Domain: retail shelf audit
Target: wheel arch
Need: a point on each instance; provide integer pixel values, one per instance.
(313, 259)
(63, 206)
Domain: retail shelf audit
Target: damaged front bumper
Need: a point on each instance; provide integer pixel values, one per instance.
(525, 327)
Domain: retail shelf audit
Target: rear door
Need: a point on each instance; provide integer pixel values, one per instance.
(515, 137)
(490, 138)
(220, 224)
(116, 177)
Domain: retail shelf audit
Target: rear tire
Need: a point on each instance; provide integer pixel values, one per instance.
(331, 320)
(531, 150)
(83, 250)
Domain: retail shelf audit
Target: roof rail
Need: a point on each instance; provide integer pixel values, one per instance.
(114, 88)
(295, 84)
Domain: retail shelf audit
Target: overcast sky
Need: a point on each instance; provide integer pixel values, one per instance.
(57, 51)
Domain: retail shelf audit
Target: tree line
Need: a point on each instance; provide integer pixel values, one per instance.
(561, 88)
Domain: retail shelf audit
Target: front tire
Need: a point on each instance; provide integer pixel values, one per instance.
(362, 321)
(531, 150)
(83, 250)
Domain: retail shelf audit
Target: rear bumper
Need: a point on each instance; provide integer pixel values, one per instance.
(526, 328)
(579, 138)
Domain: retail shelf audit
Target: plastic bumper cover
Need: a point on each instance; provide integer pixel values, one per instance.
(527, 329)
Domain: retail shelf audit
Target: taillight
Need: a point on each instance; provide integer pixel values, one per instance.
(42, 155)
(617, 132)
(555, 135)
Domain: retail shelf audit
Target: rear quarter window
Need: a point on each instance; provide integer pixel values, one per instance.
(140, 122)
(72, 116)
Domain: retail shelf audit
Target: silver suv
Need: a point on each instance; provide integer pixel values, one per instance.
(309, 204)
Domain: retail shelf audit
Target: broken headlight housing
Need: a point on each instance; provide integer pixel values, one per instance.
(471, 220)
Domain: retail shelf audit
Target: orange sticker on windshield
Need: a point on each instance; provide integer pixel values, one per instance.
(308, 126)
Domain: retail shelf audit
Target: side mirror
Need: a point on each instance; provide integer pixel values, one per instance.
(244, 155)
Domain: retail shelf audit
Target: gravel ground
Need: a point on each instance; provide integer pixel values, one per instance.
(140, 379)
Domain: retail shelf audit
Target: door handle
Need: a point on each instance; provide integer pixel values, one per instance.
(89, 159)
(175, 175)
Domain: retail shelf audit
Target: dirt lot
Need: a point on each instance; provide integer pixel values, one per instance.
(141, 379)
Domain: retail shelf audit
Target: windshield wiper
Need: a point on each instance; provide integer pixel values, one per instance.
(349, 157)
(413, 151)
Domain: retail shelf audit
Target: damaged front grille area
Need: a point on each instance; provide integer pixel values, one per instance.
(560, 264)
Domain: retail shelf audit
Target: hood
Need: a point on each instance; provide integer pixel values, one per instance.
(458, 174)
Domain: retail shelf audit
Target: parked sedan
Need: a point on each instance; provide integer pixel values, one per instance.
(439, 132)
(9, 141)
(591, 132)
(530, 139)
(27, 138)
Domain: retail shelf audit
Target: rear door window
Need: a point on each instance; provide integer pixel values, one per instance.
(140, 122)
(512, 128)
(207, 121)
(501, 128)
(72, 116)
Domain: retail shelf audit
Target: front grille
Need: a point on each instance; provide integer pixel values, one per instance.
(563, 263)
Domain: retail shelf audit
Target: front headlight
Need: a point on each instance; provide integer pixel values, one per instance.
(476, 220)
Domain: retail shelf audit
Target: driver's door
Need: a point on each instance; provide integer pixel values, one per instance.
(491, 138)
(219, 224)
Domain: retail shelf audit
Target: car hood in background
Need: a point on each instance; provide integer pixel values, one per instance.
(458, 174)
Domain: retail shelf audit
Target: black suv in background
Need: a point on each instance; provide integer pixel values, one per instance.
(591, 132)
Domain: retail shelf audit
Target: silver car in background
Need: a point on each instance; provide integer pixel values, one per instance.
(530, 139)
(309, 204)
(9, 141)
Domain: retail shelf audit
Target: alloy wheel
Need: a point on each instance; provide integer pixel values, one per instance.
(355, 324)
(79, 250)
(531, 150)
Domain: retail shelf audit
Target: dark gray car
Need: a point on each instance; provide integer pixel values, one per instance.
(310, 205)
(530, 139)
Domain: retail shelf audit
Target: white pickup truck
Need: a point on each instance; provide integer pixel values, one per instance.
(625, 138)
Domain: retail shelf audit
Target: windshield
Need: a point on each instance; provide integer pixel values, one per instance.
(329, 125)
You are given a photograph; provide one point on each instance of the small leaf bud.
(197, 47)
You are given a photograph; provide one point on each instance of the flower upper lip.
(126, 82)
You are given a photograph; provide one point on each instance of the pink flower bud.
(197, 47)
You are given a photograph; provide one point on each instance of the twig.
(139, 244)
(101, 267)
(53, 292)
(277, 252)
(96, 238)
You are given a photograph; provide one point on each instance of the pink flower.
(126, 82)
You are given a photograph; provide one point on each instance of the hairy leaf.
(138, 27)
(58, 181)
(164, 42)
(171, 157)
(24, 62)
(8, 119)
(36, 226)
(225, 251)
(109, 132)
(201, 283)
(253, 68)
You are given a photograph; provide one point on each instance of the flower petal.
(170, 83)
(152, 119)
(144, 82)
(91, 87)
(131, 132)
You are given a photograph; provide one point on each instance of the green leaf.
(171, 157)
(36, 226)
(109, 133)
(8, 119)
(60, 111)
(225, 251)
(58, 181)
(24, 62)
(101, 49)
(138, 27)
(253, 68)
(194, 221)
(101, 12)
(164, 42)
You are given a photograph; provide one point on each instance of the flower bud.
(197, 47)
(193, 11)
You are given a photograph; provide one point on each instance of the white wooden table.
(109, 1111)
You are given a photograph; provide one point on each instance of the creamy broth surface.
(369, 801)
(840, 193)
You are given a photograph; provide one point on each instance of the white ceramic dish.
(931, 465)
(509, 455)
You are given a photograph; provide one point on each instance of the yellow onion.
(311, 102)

──────────

▸ **WHAT YOU ARE ASKED TO DO**: For this exercise, the records above must be returned exactly.

▸ **SOLUTION FOR THIS EXERCISE**:
Domain: retail shelf audit
Target: wheel arch
Need: a point on each instance; provide integer pixel values, one per instance.
(313, 259)
(63, 206)
Domain: retail shelf audit
Target: damaged front bumper
Need: a point on each instance; provide integer pixel values, one per instance.
(525, 327)
Domain: retail shelf audit
Target: rear door
Need: a point on each instance; provide integer pixel values, one per instance.
(515, 137)
(490, 138)
(220, 224)
(116, 177)
Domain: retail shelf audit
Target: rear tire
Need: a point on each instance; provide integer pixel values, one per instance.
(331, 320)
(531, 150)
(83, 250)
Domain: retail shelf audit
Target: roof rail
Need: a point on each instance; provide integer pixel values, one per instance.
(114, 88)
(295, 84)
Domain: retail shelf audit
Target: overcast sky
Need: a point on each instance; provide integer pixel values, one per instance.
(57, 51)
Domain: retail shelf audit
Target: tree line
Need: a point on each instance; provide integer pixel values, one per instance.
(561, 88)
Domain: retail shelf audit
Target: front tire
Need: a point on each instance; provide integer pixel values, one per instance.
(362, 321)
(531, 150)
(83, 250)
Domain: retail shelf audit
Target: rear bumper
Need: a point on each instance; provide integer pixel values, one per instance.
(526, 328)
(579, 138)
Domain: retail shelf audit
Target: plastic bumper cover
Need: a point on each instance; provide integer pixel values, one per instance.
(527, 329)
Domain: retail shelf audit
Target: taillight
Need: a point on each instance; provide integer pixel values, one per instance.
(42, 155)
(617, 132)
(555, 135)
Domain: retail shelf audit
Target: rear quarter window
Need: a point on each instance; provide integer pixel values, one per instance.
(140, 122)
(72, 116)
Domain: retail shelf audit
Target: silver suv
Need: a point on each instance; provide integer pixel values, one per instance.
(309, 204)
Domain: retail shelf audit
Target: broken headlight housing
Need: a point on each instance; provide integer pixel values, one per instance.
(471, 220)
Domain: retail shelf audit
Target: orange sticker on windshield
Need: a point on each instance; provide integer pixel values, one per instance.
(308, 126)
Domain: retail shelf audit
Target: side mirror
Need: a point on each instance; provide integer pixel values, one per instance.
(244, 155)
Domain: retail shelf audit
Target: gravel ground
Need: a point on each instance; provide integer pixel values, one per instance.
(140, 379)
Domain: retail shelf audit
Target: door handle
Need: a point on each instance; provide integer pixel values, one per instance.
(89, 159)
(175, 175)
Domain: retail shelf audit
Target: dirt lot
Need: a point on each instance; provide integer pixel values, one per instance.
(141, 379)
Domain: retail shelf audit
Target: windshield wiper
Need: a point on each instance; provide integer pixel values, one per instance.
(349, 157)
(413, 151)
Domain: retail shelf audit
Target: damaged front grille area
Need: a point on each instance; provide integer pixel values, one per instance.
(560, 264)
Domain: retail shelf audit
Target: hood
Need: a point on each instance; provide integer pixel values, one per instance.
(458, 174)
Domain: retail shelf audit
Target: parked sedan
Need: a point on each instance; provide integer pixel values, one per instance.
(439, 132)
(9, 141)
(591, 132)
(530, 139)
(27, 138)
Domain: retail shelf audit
Target: rear door window
Need: a point on each instance; provide integer pixel values, one per instance.
(140, 122)
(512, 128)
(207, 121)
(501, 128)
(72, 116)
Domain: retail shelf audit
Target: front grille
Need: a point on each instance; provide integer pixel values, one per instance.
(563, 263)
Domain: retail shelf audit
Target: front headlight
Need: a point on each instance; provide integer pixel values, one per instance.
(476, 220)
Domain: retail shelf audit
Target: driver's door
Need: a point on each instance; provide integer pixel values, one per instance.
(491, 138)
(219, 224)
Domain: retail shelf audit
Target: car hood in background
Need: a point on each instance; provide integer pixel values, one per instance.
(458, 174)
Domain: retail shelf audit
Target: black suv in background
Need: a point on each instance; provide integer pixel values, one per instance.
(591, 132)
Domain: retail shelf audit
Target: silver car in background
Need: a point on each instance; provide integer pixel values, one per instance.
(530, 139)
(309, 204)
(9, 141)
Domain: retail shelf audit
Target: alloy wheel
Need: a point on each instance; provide integer pixel values, one per instance.
(355, 324)
(79, 250)
(531, 150)
Domain: retail shelf audit
Target: dark gray car
Need: a point on each instance; provide integer pixel values, one per instance.
(310, 205)
(530, 139)
Domain: retail shelf audit
Target: white pickup truck
Need: a point on each instance; provide integer pixel values, one per instance.
(625, 138)
Domain: retail shelf audit
Target: windshield
Need: a point on each instance; provide integer pixel values, one per instance.
(329, 125)
You are given a photograph; provide one point on each instance of the small leaf bud.
(197, 47)
You are given a photograph; provide one point on each instance of the flower upper lip.
(126, 82)
You are given a photograph; provide one point on each instance of the pink flower bud.
(197, 47)
You are given a photograph; provide one point on each instance of the twig.
(139, 244)
(101, 267)
(53, 292)
(277, 252)
(96, 238)
You are given a photograph; provide one point on each instance of the pink flower.
(126, 82)
You are given a photograph; provide one point on each instance of the hairy leaf.
(138, 27)
(58, 181)
(164, 42)
(171, 157)
(24, 62)
(8, 119)
(36, 226)
(225, 251)
(109, 132)
(201, 283)
(253, 68)
You are given a photograph; provide one point on each instance of the flower petal.
(170, 83)
(152, 119)
(144, 82)
(91, 87)
(131, 132)
You are given a photograph; provide one point on each instance of the green leaf.
(171, 157)
(36, 226)
(109, 133)
(8, 119)
(60, 111)
(225, 251)
(58, 181)
(24, 62)
(101, 49)
(138, 27)
(253, 68)
(194, 221)
(101, 12)
(164, 42)
You are given a photograph; provide one point on each instance of the flower bud.
(197, 47)
(193, 11)
You are given a photograph; provide one point on each instance of the white wooden table.
(109, 1111)
You are given a photograph; provide one point on each instance of the creamy broth surface.
(369, 801)
(840, 193)
You are given a photograph; provide one point on each instance of the white ceramic dish.
(931, 465)
(509, 455)
You are given a photograph; provide one point on each instance of the yellow onion.
(311, 102)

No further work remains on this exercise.